* _Task instructions_:
Render the entries as a numbered list, starting at the very beginning and ending after the line that contains "Provide the mask of each instance of the woman's". Omit blank lines and the pictures.

* _Records for this task_:
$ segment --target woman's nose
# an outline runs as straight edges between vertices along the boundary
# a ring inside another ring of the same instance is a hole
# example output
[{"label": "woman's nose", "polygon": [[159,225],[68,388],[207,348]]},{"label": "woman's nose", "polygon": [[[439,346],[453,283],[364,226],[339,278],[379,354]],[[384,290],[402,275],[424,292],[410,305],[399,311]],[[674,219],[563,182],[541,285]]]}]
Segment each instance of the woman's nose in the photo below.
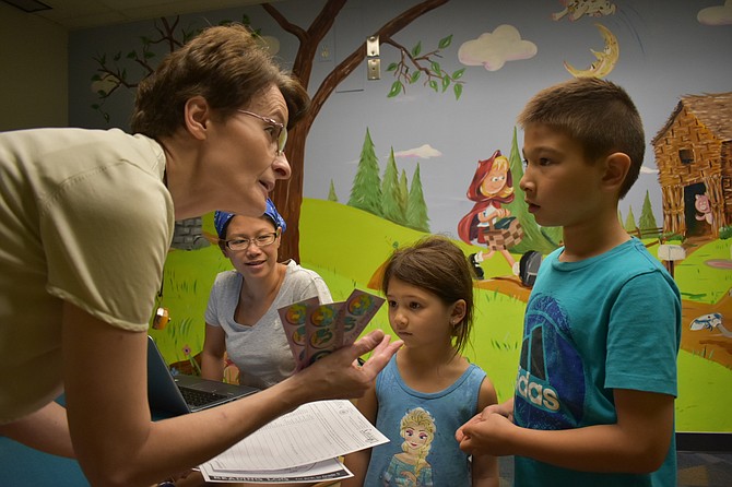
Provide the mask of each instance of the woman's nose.
[{"label": "woman's nose", "polygon": [[290,162],[284,152],[274,157],[274,161],[272,161],[272,169],[274,170],[274,177],[276,179],[290,179],[292,176],[292,168],[290,167]]}]

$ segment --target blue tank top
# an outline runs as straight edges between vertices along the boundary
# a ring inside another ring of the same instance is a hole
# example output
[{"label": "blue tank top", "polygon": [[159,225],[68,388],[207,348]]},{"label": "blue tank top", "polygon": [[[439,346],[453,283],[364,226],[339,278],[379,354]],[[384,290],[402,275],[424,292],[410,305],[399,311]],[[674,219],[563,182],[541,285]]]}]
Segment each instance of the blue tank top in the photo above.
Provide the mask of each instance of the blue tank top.
[{"label": "blue tank top", "polygon": [[471,364],[449,388],[433,393],[410,389],[397,356],[376,379],[376,427],[389,442],[375,447],[365,486],[471,485],[470,462],[456,430],[477,414],[485,372]]}]

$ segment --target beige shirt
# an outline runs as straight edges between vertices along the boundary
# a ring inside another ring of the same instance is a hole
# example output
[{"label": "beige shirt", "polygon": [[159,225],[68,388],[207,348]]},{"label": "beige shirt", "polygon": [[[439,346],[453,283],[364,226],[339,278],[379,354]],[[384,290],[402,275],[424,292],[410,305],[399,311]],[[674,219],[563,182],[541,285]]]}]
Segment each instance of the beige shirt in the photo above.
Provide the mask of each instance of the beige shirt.
[{"label": "beige shirt", "polygon": [[62,300],[145,331],[173,236],[162,147],[113,129],[0,133],[0,423],[62,392]]}]

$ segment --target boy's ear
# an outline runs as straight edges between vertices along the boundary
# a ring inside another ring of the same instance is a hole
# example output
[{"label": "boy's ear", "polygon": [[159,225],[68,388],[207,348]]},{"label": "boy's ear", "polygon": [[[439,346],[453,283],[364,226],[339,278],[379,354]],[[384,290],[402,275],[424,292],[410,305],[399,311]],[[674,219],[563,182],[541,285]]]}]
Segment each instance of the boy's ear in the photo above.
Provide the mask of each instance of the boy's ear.
[{"label": "boy's ear", "polygon": [[619,189],[630,169],[630,157],[623,152],[614,152],[605,159],[605,174],[602,182],[609,189]]},{"label": "boy's ear", "polygon": [[450,319],[454,323],[460,322],[465,317],[465,306],[467,305],[464,299],[458,299],[452,305],[452,312],[450,313]]},{"label": "boy's ear", "polygon": [[199,140],[205,139],[206,127],[211,120],[211,107],[205,98],[202,96],[189,98],[184,107],[184,119],[191,135]]}]

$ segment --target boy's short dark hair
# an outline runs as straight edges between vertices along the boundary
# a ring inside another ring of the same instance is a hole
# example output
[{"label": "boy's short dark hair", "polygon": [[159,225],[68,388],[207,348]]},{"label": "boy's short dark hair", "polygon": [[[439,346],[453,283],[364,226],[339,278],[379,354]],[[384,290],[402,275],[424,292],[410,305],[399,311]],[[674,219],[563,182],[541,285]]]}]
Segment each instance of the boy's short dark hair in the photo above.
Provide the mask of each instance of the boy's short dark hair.
[{"label": "boy's short dark hair", "polygon": [[633,99],[615,83],[597,78],[574,78],[542,90],[518,117],[526,128],[542,123],[566,132],[582,146],[588,162],[614,152],[630,157],[619,198],[638,179],[646,153],[644,126]]}]

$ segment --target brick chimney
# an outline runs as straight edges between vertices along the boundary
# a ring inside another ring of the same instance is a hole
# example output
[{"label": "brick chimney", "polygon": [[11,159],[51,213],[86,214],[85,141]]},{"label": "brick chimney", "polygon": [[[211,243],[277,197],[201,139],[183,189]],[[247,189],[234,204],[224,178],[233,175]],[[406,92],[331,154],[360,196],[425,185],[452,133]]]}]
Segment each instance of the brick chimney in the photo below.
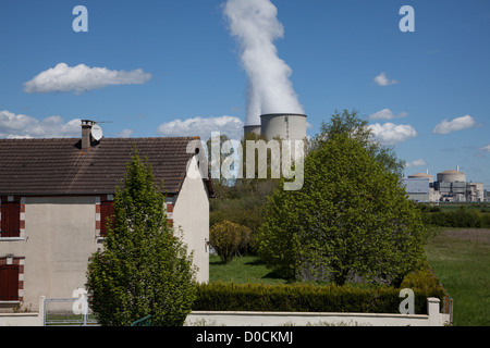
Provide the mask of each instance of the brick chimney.
[{"label": "brick chimney", "polygon": [[82,150],[87,150],[91,146],[91,127],[95,122],[90,120],[82,120]]}]

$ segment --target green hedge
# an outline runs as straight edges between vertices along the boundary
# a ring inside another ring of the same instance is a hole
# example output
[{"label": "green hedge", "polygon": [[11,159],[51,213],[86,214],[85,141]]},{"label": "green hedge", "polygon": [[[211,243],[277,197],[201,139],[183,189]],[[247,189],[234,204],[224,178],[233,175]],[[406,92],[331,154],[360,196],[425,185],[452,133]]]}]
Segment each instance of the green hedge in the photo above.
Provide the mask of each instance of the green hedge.
[{"label": "green hedge", "polygon": [[[430,272],[405,277],[401,288],[415,293],[415,313],[427,314],[427,298],[443,299],[444,289]],[[353,285],[262,285],[210,283],[198,285],[194,311],[360,312],[399,313],[401,288]]]}]

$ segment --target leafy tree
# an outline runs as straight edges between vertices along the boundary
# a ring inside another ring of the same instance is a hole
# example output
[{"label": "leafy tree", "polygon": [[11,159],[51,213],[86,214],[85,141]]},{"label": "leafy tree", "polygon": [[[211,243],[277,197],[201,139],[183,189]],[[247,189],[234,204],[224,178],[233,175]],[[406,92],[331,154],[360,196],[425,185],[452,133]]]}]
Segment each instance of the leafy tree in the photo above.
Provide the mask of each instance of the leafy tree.
[{"label": "leafy tree", "polygon": [[164,196],[136,151],[114,196],[103,250],[87,271],[89,302],[101,325],[182,325],[195,299],[192,253],[169,227]]},{"label": "leafy tree", "polygon": [[338,285],[400,285],[425,258],[420,211],[400,177],[345,132],[316,142],[302,190],[273,192],[258,240],[261,259],[283,276]]},{"label": "leafy tree", "polygon": [[396,158],[392,147],[382,145],[376,140],[372,129],[369,127],[369,122],[360,117],[355,110],[351,113],[347,110],[344,110],[342,113],[335,111],[328,123],[322,122],[320,134],[315,138],[311,148],[319,148],[324,141],[341,134],[356,139],[388,171],[402,177],[405,161]]},{"label": "leafy tree", "polygon": [[240,249],[248,245],[250,229],[230,221],[223,221],[211,227],[209,238],[218,256],[228,263],[233,260]]}]

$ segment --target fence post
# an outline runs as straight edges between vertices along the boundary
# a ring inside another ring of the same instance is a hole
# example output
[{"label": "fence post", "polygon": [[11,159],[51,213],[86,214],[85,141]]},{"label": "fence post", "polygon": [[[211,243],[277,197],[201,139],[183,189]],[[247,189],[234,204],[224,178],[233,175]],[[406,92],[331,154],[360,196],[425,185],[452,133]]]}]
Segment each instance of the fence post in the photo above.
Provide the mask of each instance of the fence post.
[{"label": "fence post", "polygon": [[441,313],[440,313],[441,300],[436,297],[429,297],[427,299],[427,313],[429,314],[429,326],[441,326]]}]

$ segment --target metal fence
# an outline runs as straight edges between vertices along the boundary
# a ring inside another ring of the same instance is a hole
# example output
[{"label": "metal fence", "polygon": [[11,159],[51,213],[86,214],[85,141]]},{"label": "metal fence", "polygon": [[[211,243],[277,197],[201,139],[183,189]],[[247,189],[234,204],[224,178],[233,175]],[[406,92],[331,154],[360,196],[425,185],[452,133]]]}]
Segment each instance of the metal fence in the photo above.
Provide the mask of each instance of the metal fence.
[{"label": "metal fence", "polygon": [[98,324],[88,306],[84,304],[79,298],[47,298],[45,299],[44,325],[88,326]]}]

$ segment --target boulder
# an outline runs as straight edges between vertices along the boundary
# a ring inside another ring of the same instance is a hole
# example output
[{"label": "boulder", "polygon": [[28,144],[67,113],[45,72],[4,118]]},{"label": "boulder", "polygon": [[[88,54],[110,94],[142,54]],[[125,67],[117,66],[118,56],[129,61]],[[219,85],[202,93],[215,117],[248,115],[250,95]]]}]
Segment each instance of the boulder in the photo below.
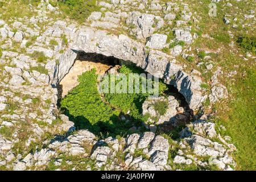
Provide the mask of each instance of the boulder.
[{"label": "boulder", "polygon": [[166,35],[155,34],[150,36],[146,46],[152,49],[161,49],[166,47],[167,40]]}]

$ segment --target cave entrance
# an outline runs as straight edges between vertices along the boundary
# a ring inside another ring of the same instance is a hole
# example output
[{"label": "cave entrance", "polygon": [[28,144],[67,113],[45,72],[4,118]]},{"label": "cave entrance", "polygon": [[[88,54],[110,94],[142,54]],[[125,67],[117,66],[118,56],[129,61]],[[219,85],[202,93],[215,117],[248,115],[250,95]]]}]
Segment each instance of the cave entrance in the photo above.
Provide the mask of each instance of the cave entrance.
[{"label": "cave entrance", "polygon": [[[78,53],[72,67],[68,73],[60,80],[57,86],[58,96],[60,100],[59,105],[62,111],[69,117],[69,119],[74,122],[77,129],[88,129],[96,135],[104,136],[104,137],[115,136],[115,135],[117,135],[141,133],[151,130],[150,127],[143,125],[144,116],[139,115],[142,115],[142,105],[147,100],[147,98],[143,96],[130,97],[121,95],[119,97],[115,94],[114,97],[109,94],[102,97],[102,94],[100,95],[100,93],[95,93],[95,96],[88,94],[86,97],[84,97],[85,96],[82,94],[80,95],[81,101],[77,101],[80,99],[79,98],[80,93],[78,93],[77,90],[76,90],[76,92],[75,94],[72,93],[72,91],[76,89],[80,84],[77,80],[79,76],[90,72],[93,69],[95,69],[95,73],[97,75],[103,76],[112,68],[118,69],[123,64],[135,67],[131,62],[119,60],[114,57],[84,52]],[[144,72],[141,68],[136,68]],[[86,92],[86,89],[90,90],[90,88],[86,88],[89,86],[90,83],[86,84],[88,85],[84,85],[85,89],[82,92]],[[177,122],[174,123],[173,121],[172,122],[167,121],[160,125],[158,125],[159,129],[165,132],[169,132],[177,127],[180,124],[183,125],[190,122],[193,112],[190,110],[184,97],[178,92],[177,89],[173,85],[167,85],[168,89],[164,92],[164,94],[166,96],[174,96],[179,102],[177,107],[182,108],[182,109],[180,108],[180,111],[177,111],[177,114],[175,116],[175,119],[179,120],[177,123]],[[69,96],[72,94],[74,94],[73,97]],[[100,95],[99,96],[100,97],[97,97],[97,94]],[[68,98],[67,98],[67,97]],[[76,100],[73,101],[72,99]],[[127,101],[130,99],[134,102],[131,104],[130,108],[130,106],[123,107],[128,104],[129,102]],[[65,100],[68,101],[67,101]],[[100,100],[102,101],[99,101]],[[65,100],[65,106],[61,104],[61,101],[63,100]],[[86,102],[83,107],[82,105],[84,103],[82,102]],[[75,108],[76,107],[77,108]],[[91,109],[88,110],[88,108]],[[175,109],[176,109],[178,108],[175,108]],[[85,109],[84,111],[83,109]],[[80,114],[74,113],[74,110]],[[137,114],[134,114],[133,112]],[[95,119],[93,118],[94,114],[96,116]],[[104,117],[100,117],[101,114]],[[108,119],[109,121],[108,121]]]},{"label": "cave entrance", "polygon": [[73,88],[79,84],[78,76],[82,73],[96,69],[96,73],[104,75],[108,70],[119,65],[119,60],[100,54],[80,52],[68,74],[61,80],[59,85],[59,96],[64,98]]}]

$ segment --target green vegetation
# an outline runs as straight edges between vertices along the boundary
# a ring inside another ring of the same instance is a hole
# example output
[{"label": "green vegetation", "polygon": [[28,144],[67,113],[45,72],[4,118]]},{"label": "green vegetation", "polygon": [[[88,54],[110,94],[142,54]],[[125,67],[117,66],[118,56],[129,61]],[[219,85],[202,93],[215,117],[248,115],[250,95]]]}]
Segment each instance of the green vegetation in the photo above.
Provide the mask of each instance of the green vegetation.
[{"label": "green vegetation", "polygon": [[[127,80],[129,80],[131,76],[127,74],[131,73],[141,74],[143,73],[143,71],[141,68],[133,65],[123,65],[120,68],[119,72],[126,74]],[[138,76],[139,76],[138,75]],[[141,114],[142,107],[143,103],[149,96],[149,93],[142,92],[142,79],[140,79],[140,88],[138,93],[135,92],[133,93],[108,93],[105,94],[105,98],[110,105],[115,107],[121,109],[123,113],[129,112],[129,115],[134,119],[144,121],[145,118]],[[167,89],[166,85],[159,82],[159,93],[162,94]]]},{"label": "green vegetation", "polygon": [[123,134],[131,123],[120,121],[120,111],[105,103],[98,92],[96,70],[79,77],[80,84],[61,101],[62,110],[79,129],[98,135]]},{"label": "green vegetation", "polygon": [[59,43],[57,41],[56,41],[54,39],[52,39],[50,40],[50,42],[49,42],[49,44],[50,45],[50,46],[52,48],[54,48],[54,47],[56,46],[59,45]]},{"label": "green vegetation", "polygon": [[[123,65],[119,72],[128,76],[129,73],[141,73],[142,70],[134,66]],[[95,69],[79,76],[80,84],[60,101],[61,110],[79,129],[88,129],[99,136],[134,132],[129,129],[133,126],[141,126],[141,122],[145,120],[142,106],[149,94],[142,93],[141,88],[139,93],[135,91],[128,94],[105,93],[102,99],[98,90],[97,77]],[[160,85],[160,93],[167,89],[164,84]],[[160,113],[164,111],[161,105],[157,107]],[[129,121],[122,121],[121,114]]]},{"label": "green vegetation", "polygon": [[219,32],[217,34],[213,34],[211,37],[214,38],[217,42],[229,44],[230,42],[230,36],[225,32]]},{"label": "green vegetation", "polygon": [[34,51],[30,55],[30,56],[39,63],[44,63],[47,60],[47,57],[43,52]]},{"label": "green vegetation", "polygon": [[245,50],[256,53],[256,36],[240,36],[237,42]]},{"label": "green vegetation", "polygon": [[[216,122],[226,127],[226,131],[222,131],[223,135],[232,137],[232,142],[237,148],[235,152],[237,168],[242,170],[256,169],[256,71],[251,68],[243,67],[242,70],[247,75],[238,77],[236,85],[230,84],[229,92],[232,92],[233,98],[229,100],[228,103],[216,106],[216,109],[226,108],[217,110],[219,118],[216,118]],[[228,106],[225,106],[224,104]]]},{"label": "green vegetation", "polygon": [[26,46],[26,47],[30,47],[30,46],[31,46],[32,44],[32,42],[30,42],[30,41],[28,41],[28,42],[27,42],[27,43],[26,43],[26,44],[25,44],[25,46]]},{"label": "green vegetation", "polygon": [[0,127],[0,134],[2,135],[3,136],[7,139],[10,139],[13,136],[13,128],[7,126],[3,126]]},{"label": "green vegetation", "polygon": [[183,41],[179,41],[179,42],[174,42],[170,44],[170,48],[173,48],[176,46],[185,46],[185,42]]},{"label": "green vegetation", "polygon": [[160,115],[163,115],[168,109],[168,101],[159,101],[154,104],[153,107]]},{"label": "green vegetation", "polygon": [[71,19],[84,22],[93,11],[98,11],[96,0],[61,0],[51,3],[58,6],[60,9]]},{"label": "green vegetation", "polygon": [[206,55],[207,54],[204,51],[200,51],[197,54],[198,57],[199,57],[201,59],[204,59],[204,57],[206,56]]}]

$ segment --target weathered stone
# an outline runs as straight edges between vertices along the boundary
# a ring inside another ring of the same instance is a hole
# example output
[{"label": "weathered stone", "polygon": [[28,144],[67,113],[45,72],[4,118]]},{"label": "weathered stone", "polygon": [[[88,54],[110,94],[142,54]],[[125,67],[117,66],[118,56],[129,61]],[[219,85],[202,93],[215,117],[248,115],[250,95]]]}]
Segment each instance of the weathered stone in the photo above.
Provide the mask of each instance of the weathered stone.
[{"label": "weathered stone", "polygon": [[166,35],[155,34],[152,35],[146,46],[150,48],[161,49],[166,46],[167,36]]},{"label": "weathered stone", "polygon": [[156,136],[152,142],[148,155],[151,156],[157,151],[165,152],[166,154],[169,151],[168,140],[160,135]]},{"label": "weathered stone", "polygon": [[147,148],[150,142],[155,137],[155,134],[152,132],[145,132],[143,133],[142,137],[139,139],[138,143],[138,148]]}]

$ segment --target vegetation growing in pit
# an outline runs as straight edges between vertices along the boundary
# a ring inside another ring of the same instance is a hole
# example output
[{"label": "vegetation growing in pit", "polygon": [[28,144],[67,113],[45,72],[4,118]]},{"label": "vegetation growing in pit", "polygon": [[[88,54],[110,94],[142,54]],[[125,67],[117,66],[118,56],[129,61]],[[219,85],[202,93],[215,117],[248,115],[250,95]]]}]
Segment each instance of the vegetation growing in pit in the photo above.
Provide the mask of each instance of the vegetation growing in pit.
[{"label": "vegetation growing in pit", "polygon": [[[141,68],[133,65],[123,65],[119,71],[121,73],[125,74],[128,80],[129,77],[131,76],[129,75],[129,73],[141,74],[143,72]],[[139,76],[138,75],[138,76]],[[117,81],[117,82],[119,80]],[[142,93],[142,80],[140,79],[139,93],[135,92],[133,93],[107,93],[105,94],[105,99],[113,107],[121,109],[124,113],[129,113],[129,114],[134,119],[146,121],[146,118],[141,114],[142,113],[142,107],[143,103],[148,97],[150,93],[148,92]],[[159,82],[159,88],[160,95],[163,94],[164,92],[168,89],[167,86],[162,82]],[[134,90],[135,90],[134,87]]]},{"label": "vegetation growing in pit", "polygon": [[[128,74],[141,70],[124,65],[119,71]],[[99,136],[134,132],[129,129],[141,126],[141,122],[146,120],[142,114],[142,106],[148,94],[109,93],[102,99],[98,90],[97,77],[95,69],[79,76],[80,84],[61,101],[61,110],[79,129],[88,129]],[[160,93],[167,89],[164,84],[160,85]],[[125,121],[122,120],[121,115],[126,116]]]}]

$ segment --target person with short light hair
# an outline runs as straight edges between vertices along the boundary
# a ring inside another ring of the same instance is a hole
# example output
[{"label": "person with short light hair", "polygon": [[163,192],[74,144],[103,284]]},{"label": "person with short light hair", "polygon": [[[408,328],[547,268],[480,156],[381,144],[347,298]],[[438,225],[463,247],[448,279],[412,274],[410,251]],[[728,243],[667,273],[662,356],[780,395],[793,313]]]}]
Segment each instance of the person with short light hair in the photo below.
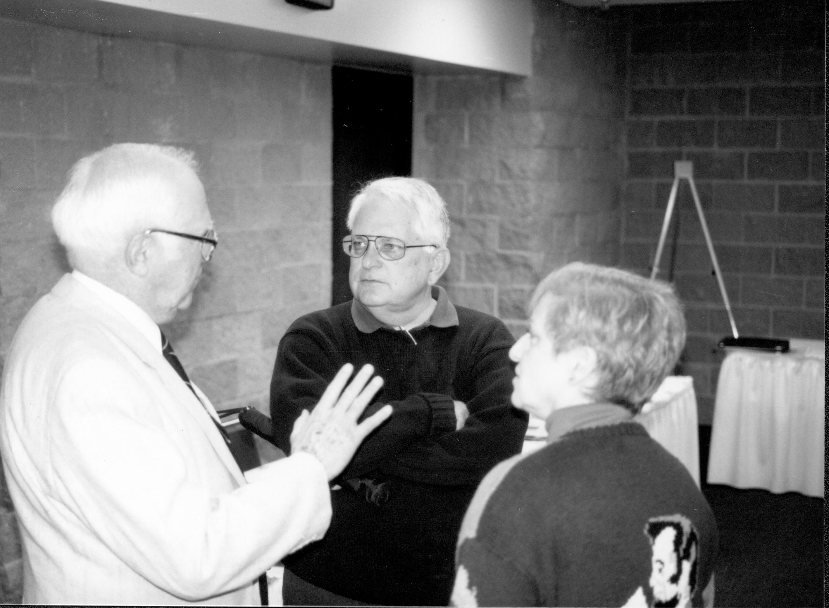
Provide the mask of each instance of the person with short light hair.
[{"label": "person with short light hair", "polygon": [[218,245],[192,154],[90,154],[52,220],[74,270],[23,319],[0,388],[23,603],[259,603],[263,573],[325,533],[328,481],[390,414],[357,421],[382,381],[337,371],[290,458],[248,479],[159,328]]},{"label": "person with short light hair", "polygon": [[526,430],[509,403],[512,336],[436,286],[449,264],[449,223],[426,182],[366,184],[347,227],[354,299],[301,317],[279,343],[270,392],[277,443],[290,450],[293,421],[344,362],[375,366],[385,383],[367,411],[390,404],[395,416],[337,478],[325,538],[285,558],[284,599],[445,606],[475,486],[521,450]]},{"label": "person with short light hair", "polygon": [[593,400],[638,413],[685,346],[685,317],[671,286],[576,262],[548,275],[530,309],[548,294],[545,328],[556,351],[588,346],[596,353]]},{"label": "person with short light hair", "polygon": [[[672,288],[573,263],[541,281],[530,309],[510,351],[511,401],[545,421],[548,445],[478,487],[453,605],[711,606],[714,515],[685,465],[633,420],[685,343]],[[654,539],[665,522],[693,545],[671,564]],[[660,603],[669,594],[679,603]]]},{"label": "person with short light hair", "polygon": [[434,187],[414,178],[382,178],[366,183],[351,199],[346,226],[354,226],[354,220],[370,199],[381,199],[405,205],[414,212],[415,231],[424,241],[445,247],[451,227],[446,203]]}]

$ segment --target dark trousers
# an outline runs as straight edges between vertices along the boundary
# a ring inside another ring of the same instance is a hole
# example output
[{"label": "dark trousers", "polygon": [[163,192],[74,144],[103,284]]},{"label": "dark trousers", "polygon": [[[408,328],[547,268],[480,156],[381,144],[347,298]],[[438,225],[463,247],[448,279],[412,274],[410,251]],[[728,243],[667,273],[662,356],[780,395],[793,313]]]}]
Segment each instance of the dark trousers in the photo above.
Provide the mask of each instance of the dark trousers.
[{"label": "dark trousers", "polygon": [[327,591],[303,581],[288,568],[282,578],[282,603],[285,606],[377,606]]}]

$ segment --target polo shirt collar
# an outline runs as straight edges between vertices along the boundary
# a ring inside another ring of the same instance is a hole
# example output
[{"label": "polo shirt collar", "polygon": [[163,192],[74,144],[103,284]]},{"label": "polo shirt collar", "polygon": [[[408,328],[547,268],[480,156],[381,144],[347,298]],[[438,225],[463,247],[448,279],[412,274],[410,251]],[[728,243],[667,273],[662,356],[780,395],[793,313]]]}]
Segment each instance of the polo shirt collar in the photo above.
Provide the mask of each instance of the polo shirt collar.
[{"label": "polo shirt collar", "polygon": [[[438,301],[438,304],[434,307],[434,310],[432,311],[432,316],[429,318],[426,323],[420,325],[420,327],[434,325],[434,327],[447,328],[458,325],[458,311],[455,310],[454,305],[449,301],[449,296],[446,294],[446,289],[440,285],[434,285],[432,288],[432,297]],[[376,317],[371,314],[371,312],[366,306],[357,302],[356,298],[351,300],[351,319],[354,320],[354,324],[356,325],[357,329],[363,333],[372,333],[381,328],[391,327],[378,321]],[[419,328],[414,328],[418,329]]]},{"label": "polo shirt collar", "polygon": [[562,407],[547,416],[547,443],[557,441],[571,430],[608,426],[628,422],[633,418],[629,410],[613,403],[587,403]]}]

* _Response_:
1. $ segment --target woman's nose
2. # an outline runs as straight edges between vertices along the boundary
3. # a ring inside another ring of the same instance is a hole
4. # example output
5. [{"label": "woman's nose", "polygon": [[159,225],[68,388],[207,348]]},{"label": "woman's nose", "polygon": [[[439,346],[453,283],[364,226],[339,278],[379,354]],[[384,290],[402,275],[424,292],[410,305],[399,311]],[[674,219],[563,182],[541,285]]]}]
6. Segment each instance of the woman's nose in the photo below.
7. Provide the mask of each instance of the woman's nose.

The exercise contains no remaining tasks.